§ REQUIREMENTS: Copy every record word for word.

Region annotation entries
= = =
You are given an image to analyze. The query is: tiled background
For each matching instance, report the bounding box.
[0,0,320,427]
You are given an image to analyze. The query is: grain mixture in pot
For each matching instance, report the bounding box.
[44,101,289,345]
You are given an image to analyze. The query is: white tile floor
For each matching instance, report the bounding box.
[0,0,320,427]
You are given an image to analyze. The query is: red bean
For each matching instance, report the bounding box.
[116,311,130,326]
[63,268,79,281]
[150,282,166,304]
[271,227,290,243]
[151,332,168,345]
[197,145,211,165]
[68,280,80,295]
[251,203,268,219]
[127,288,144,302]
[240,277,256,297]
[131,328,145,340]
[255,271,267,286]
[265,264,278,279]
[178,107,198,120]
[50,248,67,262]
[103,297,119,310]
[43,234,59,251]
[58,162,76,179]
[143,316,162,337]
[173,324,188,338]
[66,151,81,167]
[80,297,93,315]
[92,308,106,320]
= = =
§ ANSWER:
You are given an image to analyze. The query is: tiled background
For each matching instance, report the bounding box.
[0,0,320,427]
You are given an image to analyze. The query is: grain mixture in pot
For each matching instance, report the bounding box.
[44,101,289,345]
You are given an image to analyze. The query is: white tile floor
For each matching instance, report the bounding box.
[0,0,320,427]
You are given an image to analyze. The query is: red bean
For each matching instance, report the bounding box.
[116,311,130,326]
[63,268,79,281]
[150,282,166,304]
[271,227,290,243]
[151,332,168,345]
[197,145,211,165]
[68,280,80,295]
[251,203,268,219]
[127,288,144,302]
[240,277,256,297]
[131,328,145,340]
[255,271,267,286]
[265,264,278,279]
[178,107,198,120]
[50,248,67,262]
[103,297,119,310]
[43,234,59,251]
[58,162,76,179]
[143,316,162,337]
[173,324,188,338]
[66,151,81,167]
[80,297,93,315]
[92,308,106,320]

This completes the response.